## [Exercise materials]
————————
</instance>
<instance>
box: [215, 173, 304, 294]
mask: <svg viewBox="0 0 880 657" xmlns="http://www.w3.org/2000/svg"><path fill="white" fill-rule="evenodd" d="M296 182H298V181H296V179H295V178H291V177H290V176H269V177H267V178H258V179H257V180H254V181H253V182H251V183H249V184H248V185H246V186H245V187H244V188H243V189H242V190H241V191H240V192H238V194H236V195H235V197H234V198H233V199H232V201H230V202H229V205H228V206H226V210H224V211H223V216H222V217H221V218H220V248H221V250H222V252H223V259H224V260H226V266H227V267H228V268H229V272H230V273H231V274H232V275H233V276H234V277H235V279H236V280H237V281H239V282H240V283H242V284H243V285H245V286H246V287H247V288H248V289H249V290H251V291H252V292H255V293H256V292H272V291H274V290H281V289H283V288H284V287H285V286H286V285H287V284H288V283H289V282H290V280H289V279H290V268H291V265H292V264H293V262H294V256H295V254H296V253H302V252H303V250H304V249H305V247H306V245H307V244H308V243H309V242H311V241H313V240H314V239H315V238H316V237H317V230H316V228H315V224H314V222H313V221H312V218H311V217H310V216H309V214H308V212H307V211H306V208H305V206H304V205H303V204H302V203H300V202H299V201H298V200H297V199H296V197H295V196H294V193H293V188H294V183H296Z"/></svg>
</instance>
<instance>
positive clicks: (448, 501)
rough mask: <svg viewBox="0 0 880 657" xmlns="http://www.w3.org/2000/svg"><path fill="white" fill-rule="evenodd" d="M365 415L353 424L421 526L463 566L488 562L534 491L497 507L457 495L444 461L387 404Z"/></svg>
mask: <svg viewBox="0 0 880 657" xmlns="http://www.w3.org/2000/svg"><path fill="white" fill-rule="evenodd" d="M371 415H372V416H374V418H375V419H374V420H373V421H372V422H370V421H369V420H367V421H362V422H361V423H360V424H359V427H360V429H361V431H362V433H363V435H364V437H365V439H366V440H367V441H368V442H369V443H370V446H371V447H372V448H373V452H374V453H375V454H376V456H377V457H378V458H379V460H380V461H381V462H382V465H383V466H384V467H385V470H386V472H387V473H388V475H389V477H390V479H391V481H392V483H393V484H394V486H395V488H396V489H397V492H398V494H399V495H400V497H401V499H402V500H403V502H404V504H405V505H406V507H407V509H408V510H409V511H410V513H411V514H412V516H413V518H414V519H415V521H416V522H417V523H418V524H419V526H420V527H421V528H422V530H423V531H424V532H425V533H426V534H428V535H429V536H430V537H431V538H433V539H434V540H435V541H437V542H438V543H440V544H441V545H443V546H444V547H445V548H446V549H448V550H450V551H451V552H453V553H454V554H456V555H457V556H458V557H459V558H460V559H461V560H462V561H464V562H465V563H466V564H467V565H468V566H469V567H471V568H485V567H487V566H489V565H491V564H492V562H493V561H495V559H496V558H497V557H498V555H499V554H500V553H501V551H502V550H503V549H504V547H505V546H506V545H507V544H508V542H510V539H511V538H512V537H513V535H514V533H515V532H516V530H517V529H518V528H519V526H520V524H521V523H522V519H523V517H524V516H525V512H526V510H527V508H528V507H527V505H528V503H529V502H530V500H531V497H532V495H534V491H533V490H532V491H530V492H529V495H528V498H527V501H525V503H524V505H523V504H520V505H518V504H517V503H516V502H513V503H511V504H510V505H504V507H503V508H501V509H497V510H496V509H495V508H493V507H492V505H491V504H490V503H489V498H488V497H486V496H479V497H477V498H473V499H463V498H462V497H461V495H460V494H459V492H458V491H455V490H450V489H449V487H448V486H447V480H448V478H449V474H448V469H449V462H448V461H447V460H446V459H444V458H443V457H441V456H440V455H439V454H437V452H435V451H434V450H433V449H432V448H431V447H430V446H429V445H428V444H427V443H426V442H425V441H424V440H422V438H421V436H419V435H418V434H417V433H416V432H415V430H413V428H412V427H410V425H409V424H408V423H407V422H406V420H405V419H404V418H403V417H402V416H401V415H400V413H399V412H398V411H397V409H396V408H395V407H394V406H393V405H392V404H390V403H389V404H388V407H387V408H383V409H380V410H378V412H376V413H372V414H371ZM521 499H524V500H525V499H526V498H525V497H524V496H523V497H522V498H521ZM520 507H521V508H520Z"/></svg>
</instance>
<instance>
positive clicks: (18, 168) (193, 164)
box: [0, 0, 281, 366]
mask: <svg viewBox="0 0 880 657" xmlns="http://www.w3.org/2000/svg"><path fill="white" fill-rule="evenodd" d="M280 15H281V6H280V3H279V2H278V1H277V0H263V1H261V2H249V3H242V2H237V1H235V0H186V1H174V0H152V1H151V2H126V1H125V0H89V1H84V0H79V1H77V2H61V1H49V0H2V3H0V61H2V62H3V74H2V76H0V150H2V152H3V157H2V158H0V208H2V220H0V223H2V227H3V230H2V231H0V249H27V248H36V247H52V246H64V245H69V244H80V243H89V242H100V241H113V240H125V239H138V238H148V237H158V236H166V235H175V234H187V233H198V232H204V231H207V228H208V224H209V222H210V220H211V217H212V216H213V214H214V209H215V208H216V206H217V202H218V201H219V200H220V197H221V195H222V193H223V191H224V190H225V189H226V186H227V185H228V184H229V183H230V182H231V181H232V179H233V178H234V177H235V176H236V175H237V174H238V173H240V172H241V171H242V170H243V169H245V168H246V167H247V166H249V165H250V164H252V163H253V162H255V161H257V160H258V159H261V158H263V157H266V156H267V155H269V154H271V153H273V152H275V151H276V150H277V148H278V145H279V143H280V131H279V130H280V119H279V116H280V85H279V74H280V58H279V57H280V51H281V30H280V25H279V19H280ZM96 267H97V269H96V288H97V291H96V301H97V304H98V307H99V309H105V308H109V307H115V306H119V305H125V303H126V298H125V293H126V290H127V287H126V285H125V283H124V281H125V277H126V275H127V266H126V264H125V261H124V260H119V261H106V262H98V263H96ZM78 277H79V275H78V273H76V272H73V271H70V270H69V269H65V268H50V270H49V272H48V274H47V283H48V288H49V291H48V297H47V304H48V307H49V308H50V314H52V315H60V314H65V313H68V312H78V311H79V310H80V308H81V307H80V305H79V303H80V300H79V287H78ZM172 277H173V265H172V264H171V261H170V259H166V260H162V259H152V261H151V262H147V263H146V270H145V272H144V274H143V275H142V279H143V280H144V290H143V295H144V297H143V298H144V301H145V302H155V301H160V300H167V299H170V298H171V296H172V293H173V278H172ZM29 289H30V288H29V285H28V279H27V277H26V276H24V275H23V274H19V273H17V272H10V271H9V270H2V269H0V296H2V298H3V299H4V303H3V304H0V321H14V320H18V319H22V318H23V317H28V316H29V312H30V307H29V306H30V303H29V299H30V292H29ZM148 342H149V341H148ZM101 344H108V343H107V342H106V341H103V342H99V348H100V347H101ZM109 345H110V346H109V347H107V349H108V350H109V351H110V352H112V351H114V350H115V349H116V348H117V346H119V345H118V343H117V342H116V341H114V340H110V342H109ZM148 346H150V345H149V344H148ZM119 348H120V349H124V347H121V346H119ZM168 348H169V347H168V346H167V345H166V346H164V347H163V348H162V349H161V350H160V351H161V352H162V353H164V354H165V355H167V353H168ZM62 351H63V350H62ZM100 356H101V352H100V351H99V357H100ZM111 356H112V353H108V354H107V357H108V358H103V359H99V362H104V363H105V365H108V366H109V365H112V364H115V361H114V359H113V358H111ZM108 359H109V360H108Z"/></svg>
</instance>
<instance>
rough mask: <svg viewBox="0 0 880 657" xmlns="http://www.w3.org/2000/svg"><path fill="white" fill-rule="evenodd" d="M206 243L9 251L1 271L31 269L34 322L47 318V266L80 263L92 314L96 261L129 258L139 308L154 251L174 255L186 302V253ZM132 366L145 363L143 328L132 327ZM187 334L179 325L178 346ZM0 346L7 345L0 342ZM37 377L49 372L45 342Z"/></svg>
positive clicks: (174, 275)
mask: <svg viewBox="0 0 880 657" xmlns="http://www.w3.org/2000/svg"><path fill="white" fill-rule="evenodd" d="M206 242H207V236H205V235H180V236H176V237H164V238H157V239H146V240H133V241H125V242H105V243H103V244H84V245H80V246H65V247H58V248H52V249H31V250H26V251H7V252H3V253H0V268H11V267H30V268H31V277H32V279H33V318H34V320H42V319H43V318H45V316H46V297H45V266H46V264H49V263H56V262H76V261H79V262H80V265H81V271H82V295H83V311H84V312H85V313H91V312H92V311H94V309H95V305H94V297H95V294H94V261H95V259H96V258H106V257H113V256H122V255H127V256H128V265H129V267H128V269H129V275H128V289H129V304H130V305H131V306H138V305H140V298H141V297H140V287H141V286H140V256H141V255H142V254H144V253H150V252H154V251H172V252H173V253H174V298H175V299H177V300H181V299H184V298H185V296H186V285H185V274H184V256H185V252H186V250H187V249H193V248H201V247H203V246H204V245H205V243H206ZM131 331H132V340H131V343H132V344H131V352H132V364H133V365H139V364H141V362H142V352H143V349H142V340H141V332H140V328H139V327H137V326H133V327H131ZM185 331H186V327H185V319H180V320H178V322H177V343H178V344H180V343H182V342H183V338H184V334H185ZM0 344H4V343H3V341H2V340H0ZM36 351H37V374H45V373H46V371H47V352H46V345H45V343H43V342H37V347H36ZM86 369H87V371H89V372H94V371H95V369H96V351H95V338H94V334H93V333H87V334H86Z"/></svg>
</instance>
————————
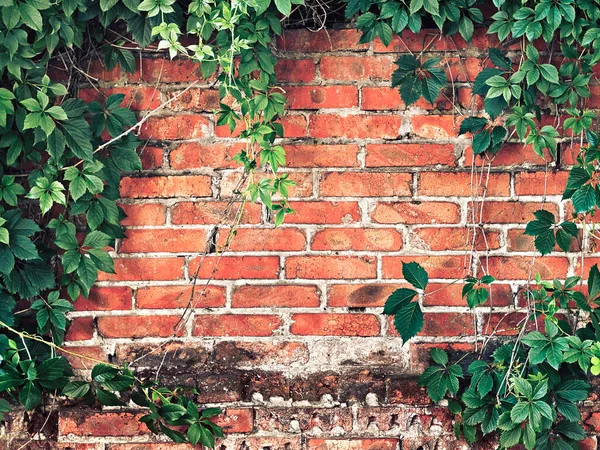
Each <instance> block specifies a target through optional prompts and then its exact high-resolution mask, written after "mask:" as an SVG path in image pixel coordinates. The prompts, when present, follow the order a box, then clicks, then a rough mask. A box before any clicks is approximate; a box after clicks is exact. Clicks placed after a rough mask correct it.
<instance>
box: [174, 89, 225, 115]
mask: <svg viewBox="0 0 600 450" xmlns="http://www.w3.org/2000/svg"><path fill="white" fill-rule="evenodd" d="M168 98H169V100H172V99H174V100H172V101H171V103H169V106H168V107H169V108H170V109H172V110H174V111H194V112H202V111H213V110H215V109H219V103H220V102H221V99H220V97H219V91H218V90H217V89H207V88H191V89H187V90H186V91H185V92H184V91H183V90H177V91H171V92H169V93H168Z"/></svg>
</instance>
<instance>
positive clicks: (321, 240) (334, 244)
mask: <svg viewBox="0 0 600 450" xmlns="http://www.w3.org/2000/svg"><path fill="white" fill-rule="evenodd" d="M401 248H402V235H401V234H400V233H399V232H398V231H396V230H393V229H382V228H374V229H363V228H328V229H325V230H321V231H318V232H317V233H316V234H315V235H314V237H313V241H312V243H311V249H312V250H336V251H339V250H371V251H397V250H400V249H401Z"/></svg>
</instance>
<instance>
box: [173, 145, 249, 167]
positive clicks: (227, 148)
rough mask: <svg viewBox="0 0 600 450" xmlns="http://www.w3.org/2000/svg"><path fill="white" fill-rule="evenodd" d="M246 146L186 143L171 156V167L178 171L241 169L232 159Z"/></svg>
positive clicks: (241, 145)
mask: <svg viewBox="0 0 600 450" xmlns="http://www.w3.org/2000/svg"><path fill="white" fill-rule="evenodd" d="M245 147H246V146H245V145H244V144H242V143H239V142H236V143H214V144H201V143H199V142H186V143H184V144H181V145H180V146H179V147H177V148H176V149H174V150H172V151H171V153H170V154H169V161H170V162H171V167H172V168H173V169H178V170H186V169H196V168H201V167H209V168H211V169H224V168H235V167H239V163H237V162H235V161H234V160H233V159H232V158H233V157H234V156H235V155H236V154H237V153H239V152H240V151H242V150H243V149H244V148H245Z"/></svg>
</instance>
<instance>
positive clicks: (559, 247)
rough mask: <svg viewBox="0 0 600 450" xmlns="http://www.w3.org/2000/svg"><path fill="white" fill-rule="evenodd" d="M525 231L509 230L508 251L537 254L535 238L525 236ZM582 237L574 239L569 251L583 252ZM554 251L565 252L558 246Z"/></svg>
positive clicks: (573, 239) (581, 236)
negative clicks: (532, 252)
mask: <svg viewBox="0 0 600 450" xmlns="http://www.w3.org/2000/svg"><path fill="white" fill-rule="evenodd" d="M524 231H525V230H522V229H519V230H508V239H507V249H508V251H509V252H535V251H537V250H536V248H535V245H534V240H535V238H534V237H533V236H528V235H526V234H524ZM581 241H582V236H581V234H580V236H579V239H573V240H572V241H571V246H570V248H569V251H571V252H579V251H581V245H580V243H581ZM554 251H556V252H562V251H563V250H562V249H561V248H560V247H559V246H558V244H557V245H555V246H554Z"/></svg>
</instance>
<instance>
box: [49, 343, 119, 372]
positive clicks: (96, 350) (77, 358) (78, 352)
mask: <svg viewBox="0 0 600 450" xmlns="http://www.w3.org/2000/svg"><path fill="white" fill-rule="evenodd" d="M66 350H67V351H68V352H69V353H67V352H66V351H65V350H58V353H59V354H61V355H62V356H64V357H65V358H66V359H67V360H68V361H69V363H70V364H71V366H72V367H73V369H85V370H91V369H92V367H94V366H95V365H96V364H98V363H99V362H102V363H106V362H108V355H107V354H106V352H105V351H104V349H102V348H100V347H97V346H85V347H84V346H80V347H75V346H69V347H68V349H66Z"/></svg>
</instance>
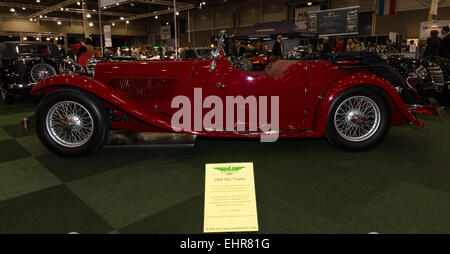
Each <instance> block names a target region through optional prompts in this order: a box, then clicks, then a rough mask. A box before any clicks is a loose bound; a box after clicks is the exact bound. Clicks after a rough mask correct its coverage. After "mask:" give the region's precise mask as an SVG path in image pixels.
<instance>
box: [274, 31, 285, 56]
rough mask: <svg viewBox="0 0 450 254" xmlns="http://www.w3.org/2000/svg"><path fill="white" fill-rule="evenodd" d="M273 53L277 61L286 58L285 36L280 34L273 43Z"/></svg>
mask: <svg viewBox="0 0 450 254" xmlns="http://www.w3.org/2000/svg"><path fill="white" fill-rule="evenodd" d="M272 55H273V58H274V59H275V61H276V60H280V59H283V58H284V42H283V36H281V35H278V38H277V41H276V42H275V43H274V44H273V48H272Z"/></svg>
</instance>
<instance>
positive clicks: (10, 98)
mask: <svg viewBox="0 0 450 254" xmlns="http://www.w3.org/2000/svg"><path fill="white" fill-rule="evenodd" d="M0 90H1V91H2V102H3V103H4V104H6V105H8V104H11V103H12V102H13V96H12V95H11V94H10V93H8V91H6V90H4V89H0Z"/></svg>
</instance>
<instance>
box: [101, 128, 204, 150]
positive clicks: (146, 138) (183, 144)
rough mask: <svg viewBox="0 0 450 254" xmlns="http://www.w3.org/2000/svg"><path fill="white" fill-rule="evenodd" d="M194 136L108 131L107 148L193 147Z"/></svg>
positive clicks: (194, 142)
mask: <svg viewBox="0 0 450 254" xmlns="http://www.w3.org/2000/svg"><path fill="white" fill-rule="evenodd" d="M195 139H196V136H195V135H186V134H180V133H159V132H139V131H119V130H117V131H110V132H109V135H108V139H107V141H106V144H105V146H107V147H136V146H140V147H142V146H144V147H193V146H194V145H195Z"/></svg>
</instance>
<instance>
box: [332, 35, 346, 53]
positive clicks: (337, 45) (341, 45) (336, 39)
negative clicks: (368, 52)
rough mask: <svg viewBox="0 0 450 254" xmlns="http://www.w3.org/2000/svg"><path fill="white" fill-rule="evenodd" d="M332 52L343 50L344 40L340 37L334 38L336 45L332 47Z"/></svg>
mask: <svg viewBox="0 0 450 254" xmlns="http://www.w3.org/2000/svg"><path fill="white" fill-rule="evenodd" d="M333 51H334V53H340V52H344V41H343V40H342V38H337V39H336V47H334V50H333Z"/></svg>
————————
## [Exercise aim]
Identify each line in the records above that contains the string "image", and reproduce every such line in full.

## [Response]
Each <instance> block specifies a target through optional prompts and then its exact high-resolution mask, written after "mask:" as an SVG path in image pixel coordinates. The prompts, when present, follow the order a box, then clicks, then a rough mask. A box before any clicks is approximate; a box after clicks is exact. Clicks placed after a rough mask correct it.
Each <instance> block names a target region through optional prompts in this order: a box, then clicks, then a rough mask. A box before any clicks is a loose bound; a box after clicks is the exact bound. Clicks after a rough mask correct its coverage. After "mask:" give the region's precise mask as an SVG path in image pixels.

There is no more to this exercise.